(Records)
_ _ _ _ _ _ _

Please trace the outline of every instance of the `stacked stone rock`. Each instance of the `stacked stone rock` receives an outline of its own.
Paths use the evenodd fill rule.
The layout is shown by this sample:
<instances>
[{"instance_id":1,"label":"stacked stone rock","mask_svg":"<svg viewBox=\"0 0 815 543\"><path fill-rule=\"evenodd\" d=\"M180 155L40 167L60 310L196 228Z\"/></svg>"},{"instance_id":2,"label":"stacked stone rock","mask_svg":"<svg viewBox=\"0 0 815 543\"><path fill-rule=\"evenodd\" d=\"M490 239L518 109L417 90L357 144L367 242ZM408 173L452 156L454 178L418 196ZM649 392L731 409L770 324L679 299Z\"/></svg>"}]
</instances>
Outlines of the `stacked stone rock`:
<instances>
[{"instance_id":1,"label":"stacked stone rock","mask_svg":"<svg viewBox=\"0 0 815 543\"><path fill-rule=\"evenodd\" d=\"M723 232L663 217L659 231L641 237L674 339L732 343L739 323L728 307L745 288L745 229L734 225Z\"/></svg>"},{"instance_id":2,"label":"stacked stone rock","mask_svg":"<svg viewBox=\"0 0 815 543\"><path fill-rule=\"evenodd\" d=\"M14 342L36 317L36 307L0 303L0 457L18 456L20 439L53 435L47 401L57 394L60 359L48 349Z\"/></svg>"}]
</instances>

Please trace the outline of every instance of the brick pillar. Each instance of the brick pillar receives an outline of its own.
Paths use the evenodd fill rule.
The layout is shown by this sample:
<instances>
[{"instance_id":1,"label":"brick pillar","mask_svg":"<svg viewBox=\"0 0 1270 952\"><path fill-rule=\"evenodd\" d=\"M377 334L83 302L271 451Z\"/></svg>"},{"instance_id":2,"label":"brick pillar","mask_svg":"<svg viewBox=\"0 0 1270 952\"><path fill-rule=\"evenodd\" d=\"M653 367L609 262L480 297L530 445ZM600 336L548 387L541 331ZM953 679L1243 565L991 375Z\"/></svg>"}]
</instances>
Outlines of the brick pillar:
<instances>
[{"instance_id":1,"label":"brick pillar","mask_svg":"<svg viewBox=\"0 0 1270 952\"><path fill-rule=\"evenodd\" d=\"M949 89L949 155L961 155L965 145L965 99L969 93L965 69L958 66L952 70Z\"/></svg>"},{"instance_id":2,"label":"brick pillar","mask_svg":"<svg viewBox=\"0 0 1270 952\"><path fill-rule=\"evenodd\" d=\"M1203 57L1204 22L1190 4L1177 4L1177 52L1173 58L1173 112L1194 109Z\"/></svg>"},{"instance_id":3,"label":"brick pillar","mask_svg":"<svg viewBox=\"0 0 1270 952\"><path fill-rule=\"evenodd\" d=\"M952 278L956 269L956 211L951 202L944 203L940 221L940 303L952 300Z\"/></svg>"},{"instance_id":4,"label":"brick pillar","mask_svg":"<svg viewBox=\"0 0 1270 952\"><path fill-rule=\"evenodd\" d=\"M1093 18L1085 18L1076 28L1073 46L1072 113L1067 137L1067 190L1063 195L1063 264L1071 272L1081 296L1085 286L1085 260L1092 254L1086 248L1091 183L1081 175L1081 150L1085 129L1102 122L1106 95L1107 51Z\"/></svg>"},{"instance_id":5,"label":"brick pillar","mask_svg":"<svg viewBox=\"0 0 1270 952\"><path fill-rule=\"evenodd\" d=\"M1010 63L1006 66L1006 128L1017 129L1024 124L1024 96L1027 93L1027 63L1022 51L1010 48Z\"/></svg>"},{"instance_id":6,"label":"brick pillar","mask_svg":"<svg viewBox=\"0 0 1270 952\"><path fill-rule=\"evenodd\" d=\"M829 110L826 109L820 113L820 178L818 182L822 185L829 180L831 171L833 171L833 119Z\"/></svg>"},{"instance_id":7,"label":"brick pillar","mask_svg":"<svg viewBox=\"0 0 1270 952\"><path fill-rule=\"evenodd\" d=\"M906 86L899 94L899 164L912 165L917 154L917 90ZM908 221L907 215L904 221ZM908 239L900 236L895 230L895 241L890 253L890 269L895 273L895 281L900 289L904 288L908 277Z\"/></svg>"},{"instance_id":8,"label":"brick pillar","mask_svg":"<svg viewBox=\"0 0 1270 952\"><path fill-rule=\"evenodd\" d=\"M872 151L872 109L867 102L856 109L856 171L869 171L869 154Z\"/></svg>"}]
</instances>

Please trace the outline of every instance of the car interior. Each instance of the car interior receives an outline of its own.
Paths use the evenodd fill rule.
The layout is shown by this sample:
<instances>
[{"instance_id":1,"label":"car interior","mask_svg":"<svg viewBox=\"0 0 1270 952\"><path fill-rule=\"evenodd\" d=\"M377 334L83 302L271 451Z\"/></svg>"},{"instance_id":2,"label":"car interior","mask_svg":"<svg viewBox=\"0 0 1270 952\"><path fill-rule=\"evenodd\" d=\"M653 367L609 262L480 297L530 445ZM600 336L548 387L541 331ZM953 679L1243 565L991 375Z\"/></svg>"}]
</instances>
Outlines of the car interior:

_ _ _ _ _ _ _

• EXERCISE: Render every one of the lines above as a Markdown table with the columns n and Line, putting each nonblank line in its own numbered row and leaving out the blank lines.

• THE REPLY:
| n | Line |
|---|---|
| 1 | Please trace the outline of every instance of the `stacked stone rock`. Each instance of the `stacked stone rock` receives an outline of its own. |
| 2 | Paths use the evenodd fill rule. |
| 3 | The layout is shown by this sample: |
| 4 | <instances> |
| 5 | [{"instance_id":1,"label":"stacked stone rock","mask_svg":"<svg viewBox=\"0 0 815 543\"><path fill-rule=\"evenodd\" d=\"M180 155L40 167L60 310L196 228Z\"/></svg>"},{"instance_id":2,"label":"stacked stone rock","mask_svg":"<svg viewBox=\"0 0 815 543\"><path fill-rule=\"evenodd\" d=\"M490 239L518 109L417 90L357 144L367 242ZM408 173L452 156L454 178L418 196ZM649 392L731 409L770 324L679 299Z\"/></svg>"}] |
| 6 | </instances> |
| 7 | Outlines of the `stacked stone rock`: |
| 8 | <instances> |
| 9 | [{"instance_id":1,"label":"stacked stone rock","mask_svg":"<svg viewBox=\"0 0 815 543\"><path fill-rule=\"evenodd\" d=\"M723 232L663 217L659 231L641 237L674 339L732 343L739 323L728 307L745 288L745 229L734 225Z\"/></svg>"},{"instance_id":2,"label":"stacked stone rock","mask_svg":"<svg viewBox=\"0 0 815 543\"><path fill-rule=\"evenodd\" d=\"M14 342L36 317L36 307L0 303L0 457L18 456L20 439L53 435L47 401L57 394L60 359L48 349Z\"/></svg>"}] |
| 10 | </instances> |
| 11 | Please trace the outline of every instance of the brick pillar. Each instance of the brick pillar receives an outline of its own. |
| 12 | Paths use the evenodd fill rule. |
| 13 | The layout is shown by this sample: |
| 14 | <instances> |
| 15 | [{"instance_id":1,"label":"brick pillar","mask_svg":"<svg viewBox=\"0 0 1270 952\"><path fill-rule=\"evenodd\" d=\"M377 334L83 302L271 451Z\"/></svg>"},{"instance_id":2,"label":"brick pillar","mask_svg":"<svg viewBox=\"0 0 1270 952\"><path fill-rule=\"evenodd\" d=\"M653 367L609 262L480 297L530 445ZM600 336L548 387L541 331ZM953 679L1243 565L991 375Z\"/></svg>"}] |
| 16 | </instances> |
| 17 | Outlines of the brick pillar: |
| 18 | <instances> |
| 19 | [{"instance_id":1,"label":"brick pillar","mask_svg":"<svg viewBox=\"0 0 1270 952\"><path fill-rule=\"evenodd\" d=\"M949 89L949 155L961 155L965 145L965 99L969 93L965 69L958 66L952 70Z\"/></svg>"},{"instance_id":2,"label":"brick pillar","mask_svg":"<svg viewBox=\"0 0 1270 952\"><path fill-rule=\"evenodd\" d=\"M1203 57L1204 22L1190 4L1177 4L1177 52L1173 58L1173 112L1194 109Z\"/></svg>"},{"instance_id":3,"label":"brick pillar","mask_svg":"<svg viewBox=\"0 0 1270 952\"><path fill-rule=\"evenodd\" d=\"M952 278L956 269L956 211L951 202L944 203L940 221L940 303L952 300Z\"/></svg>"},{"instance_id":4,"label":"brick pillar","mask_svg":"<svg viewBox=\"0 0 1270 952\"><path fill-rule=\"evenodd\" d=\"M1093 18L1085 18L1076 28L1073 46L1072 113L1067 137L1067 190L1063 195L1063 264L1071 272L1081 296L1085 286L1085 260L1092 254L1086 248L1091 183L1081 175L1081 150L1085 129L1102 122L1106 95L1107 51Z\"/></svg>"},{"instance_id":5,"label":"brick pillar","mask_svg":"<svg viewBox=\"0 0 1270 952\"><path fill-rule=\"evenodd\" d=\"M1010 63L1006 66L1006 128L1017 129L1024 124L1024 96L1027 93L1027 63L1022 51L1010 48Z\"/></svg>"},{"instance_id":6,"label":"brick pillar","mask_svg":"<svg viewBox=\"0 0 1270 952\"><path fill-rule=\"evenodd\" d=\"M829 110L826 109L820 113L820 178L818 182L822 185L829 180L831 171L833 171L833 119Z\"/></svg>"},{"instance_id":7,"label":"brick pillar","mask_svg":"<svg viewBox=\"0 0 1270 952\"><path fill-rule=\"evenodd\" d=\"M906 86L899 94L899 164L912 165L917 154L917 90ZM908 221L907 215L904 221ZM908 239L900 236L895 230L895 241L890 253L890 269L895 273L895 281L900 289L904 288L908 277Z\"/></svg>"},{"instance_id":8,"label":"brick pillar","mask_svg":"<svg viewBox=\"0 0 1270 952\"><path fill-rule=\"evenodd\" d=\"M872 151L872 109L867 102L856 109L856 171L869 171L869 154Z\"/></svg>"}] |
| 20 | </instances> |
| 21 | Please trace the outline of every instance of the car interior. Each instance of the car interior receives an outline of its own. |
| 22 | Paths use the evenodd fill rule. |
| 23 | The layout is shown by this sample: |
| 24 | <instances> |
| 25 | [{"instance_id":1,"label":"car interior","mask_svg":"<svg viewBox=\"0 0 1270 952\"><path fill-rule=\"evenodd\" d=\"M377 334L83 302L271 451Z\"/></svg>"},{"instance_id":2,"label":"car interior","mask_svg":"<svg viewBox=\"0 0 1270 952\"><path fill-rule=\"evenodd\" d=\"M653 367L609 262L480 297L530 445ZM600 336L548 387L541 331ZM953 679L1243 565L991 375Z\"/></svg>"}] |
| 26 | </instances> |
| 27 | Outlines of the car interior: |